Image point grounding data
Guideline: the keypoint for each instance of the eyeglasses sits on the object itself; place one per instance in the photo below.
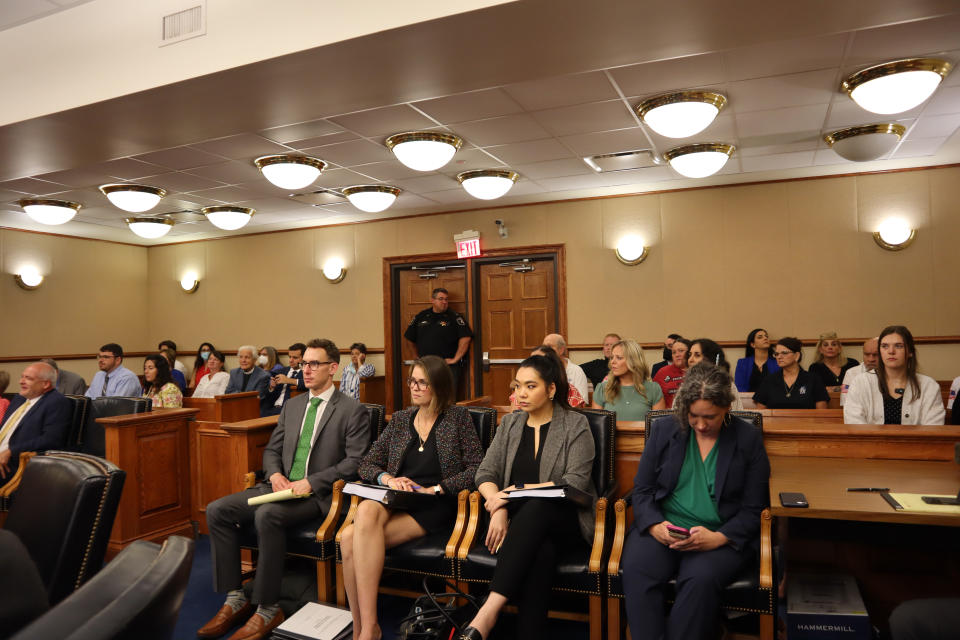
(313, 365)
(419, 385)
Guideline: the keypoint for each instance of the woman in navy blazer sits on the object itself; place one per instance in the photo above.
(702, 435)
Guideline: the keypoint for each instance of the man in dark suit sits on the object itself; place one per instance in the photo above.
(249, 377)
(38, 419)
(320, 437)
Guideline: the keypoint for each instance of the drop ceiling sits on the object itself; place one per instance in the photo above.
(534, 86)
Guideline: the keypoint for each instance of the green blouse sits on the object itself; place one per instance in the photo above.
(629, 404)
(692, 502)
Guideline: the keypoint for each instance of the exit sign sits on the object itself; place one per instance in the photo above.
(469, 248)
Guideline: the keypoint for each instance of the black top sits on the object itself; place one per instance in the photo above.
(823, 372)
(526, 466)
(596, 370)
(422, 467)
(806, 391)
(437, 334)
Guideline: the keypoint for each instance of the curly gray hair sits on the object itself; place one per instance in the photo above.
(703, 381)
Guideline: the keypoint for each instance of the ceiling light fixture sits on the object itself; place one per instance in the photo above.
(228, 217)
(868, 142)
(372, 198)
(135, 198)
(49, 211)
(424, 150)
(488, 184)
(895, 87)
(681, 114)
(290, 172)
(699, 160)
(150, 228)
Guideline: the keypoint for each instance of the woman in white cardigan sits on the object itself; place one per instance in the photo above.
(895, 393)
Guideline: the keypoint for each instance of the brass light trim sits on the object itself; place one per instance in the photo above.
(894, 247)
(264, 161)
(936, 65)
(852, 132)
(106, 189)
(488, 173)
(428, 136)
(708, 97)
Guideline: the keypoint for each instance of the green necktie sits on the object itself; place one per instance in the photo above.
(299, 468)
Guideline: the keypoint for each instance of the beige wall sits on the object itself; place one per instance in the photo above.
(795, 257)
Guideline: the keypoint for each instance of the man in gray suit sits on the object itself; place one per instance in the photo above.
(320, 437)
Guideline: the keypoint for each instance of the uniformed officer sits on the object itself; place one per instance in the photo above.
(440, 331)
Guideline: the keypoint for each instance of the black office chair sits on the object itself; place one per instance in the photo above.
(63, 513)
(753, 590)
(137, 595)
(580, 569)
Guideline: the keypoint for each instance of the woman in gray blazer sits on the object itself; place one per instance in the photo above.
(543, 444)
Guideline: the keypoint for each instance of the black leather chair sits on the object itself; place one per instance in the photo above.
(63, 513)
(579, 570)
(315, 539)
(753, 590)
(92, 438)
(138, 595)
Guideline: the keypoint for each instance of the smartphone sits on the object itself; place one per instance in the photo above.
(789, 499)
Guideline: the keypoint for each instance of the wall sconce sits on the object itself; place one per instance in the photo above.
(28, 279)
(630, 250)
(894, 234)
(334, 271)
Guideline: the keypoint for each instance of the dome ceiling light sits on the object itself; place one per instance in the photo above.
(424, 150)
(681, 114)
(290, 172)
(228, 218)
(149, 228)
(699, 160)
(895, 87)
(372, 198)
(488, 184)
(869, 142)
(49, 211)
(133, 198)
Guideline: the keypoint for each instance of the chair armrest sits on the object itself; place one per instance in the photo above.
(326, 531)
(766, 550)
(458, 528)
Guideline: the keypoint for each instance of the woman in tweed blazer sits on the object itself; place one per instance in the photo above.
(433, 448)
(544, 444)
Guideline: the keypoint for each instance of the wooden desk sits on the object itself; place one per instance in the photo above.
(825, 480)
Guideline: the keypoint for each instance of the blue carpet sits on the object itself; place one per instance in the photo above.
(201, 602)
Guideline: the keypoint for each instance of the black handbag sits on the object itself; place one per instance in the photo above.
(436, 616)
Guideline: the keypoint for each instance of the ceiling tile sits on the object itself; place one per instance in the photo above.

**WORK TASK**:
Exclude images. Return the data above verbatim.

**ANSWER TO THE PROBLEM**:
Guideline: the keypoint for each instance of the eyeglasses sits on the object itself; place one per instance in the photo below.
(313, 365)
(419, 385)
Guideline: the keypoint for each instance of the woman in navy blazer sits on the object itself; place one per instance in the photo above.
(702, 435)
Guideline: the keypoint for each instance of the man in dark suit sits on the object itself; place one per instance in the photo above.
(249, 377)
(38, 419)
(320, 437)
Guideline: the keypoint for each instance of the drop ceiling sits on the object itself; place one per instance in the photo above.
(534, 86)
Guideline: the keypoint for each instance of the green blouse sits on the object itself; place one per instance in the photo above.
(629, 404)
(692, 502)
Guideline: the keypoint for each instance of the exit sign sits on the object itself; place one per instance in the photo above.
(469, 248)
Guideline: the keypoint for each instance of the black top sits on the object itself; place one per instance in the photo above.
(823, 372)
(526, 466)
(596, 370)
(422, 467)
(806, 391)
(437, 334)
Guideline: the keypoint for each instance of the curly gray hair sits on the object itself; place one per instance in the photo above.
(703, 381)
Guideline: the keypoint for each instance of the ceiling light fixture sits on the object itself; place one per instance in the photo above.
(228, 217)
(868, 142)
(372, 198)
(135, 198)
(49, 211)
(424, 150)
(488, 184)
(895, 87)
(681, 114)
(290, 172)
(699, 160)
(150, 228)
Guideline: the keypoint for each instance of the woman in white cardigan sits on the object itself; place one per instance in the photo above.
(895, 393)
Guideline: the keypoint for each instance of the brass light trim sits on the object itself; place one per instance in the photo above.
(894, 247)
(264, 161)
(936, 65)
(852, 132)
(106, 189)
(488, 173)
(428, 136)
(708, 97)
Guideline: the keypoint for each instance of the green necktie sits on the object itself; place one per instance in the photo above.
(299, 468)
Guideline: the keypoint for each instance of the beige wall sits on the object itself; place one per instance in the photo above.
(795, 257)
Guideline: the keypoint for each instance of the man in gray suit sits on the object itself; place one per instance in the photo above.
(320, 437)
Guideline: the keypoint for each instance of the uniformed officer sits on the object itself; place one per instance in the photo above.
(440, 331)
Guideline: the keypoint for each instance of the black office chair sits on the object itself; place one per instance in the photo above.
(63, 513)
(753, 590)
(137, 595)
(580, 569)
Guideline: the keypoint for each instance of the woman in gray blazer sits on the object itself; place one per instance in the photo above.
(543, 444)
Guideline: the keypoint for each instance of the black leather chair sits on the object itself; place one per instance in the photo above.
(63, 513)
(579, 570)
(315, 539)
(753, 590)
(92, 438)
(138, 595)
Guideline: the keypoint for each instance of the smartphone sits on the object itself; place one per instance in the photo above.
(789, 499)
Guideline: the keypoint for each instance of the wall sconce sits on the object itself; place one per instance in the photo above.
(28, 279)
(630, 250)
(894, 234)
(334, 271)
Guideline: the keypoint for each instance of the dome ceiling light sits on the object itself; place one per instance in the photo above.
(424, 150)
(681, 114)
(290, 172)
(228, 218)
(149, 228)
(699, 160)
(895, 87)
(372, 198)
(488, 184)
(869, 142)
(49, 211)
(133, 198)
Guideline: the keypoint for each instance of the chair armrest sits on the object itself; place one per instance in the photo above.
(326, 531)
(766, 550)
(458, 528)
Guideline: the keypoint for each instance of the woman in tweed blazer sits on the object itself; place one per instance in the photo above.
(433, 448)
(544, 444)
Guideline: the keypoint for each instance of the wooden desk sits on the object itself; place one per instance in the photo above.
(825, 480)
Guideline: the keypoint for each instance of the blue carpet sits on the object itself; place one per instance in the photo above.
(201, 602)
Guideline: the keypoint for each instance of the black handbag sits on the object itself; place one per instance in the photo above.
(436, 616)
Guideline: the keypoint for each instance of the ceiling tile sits on the object itself; place one per instance in the photo above.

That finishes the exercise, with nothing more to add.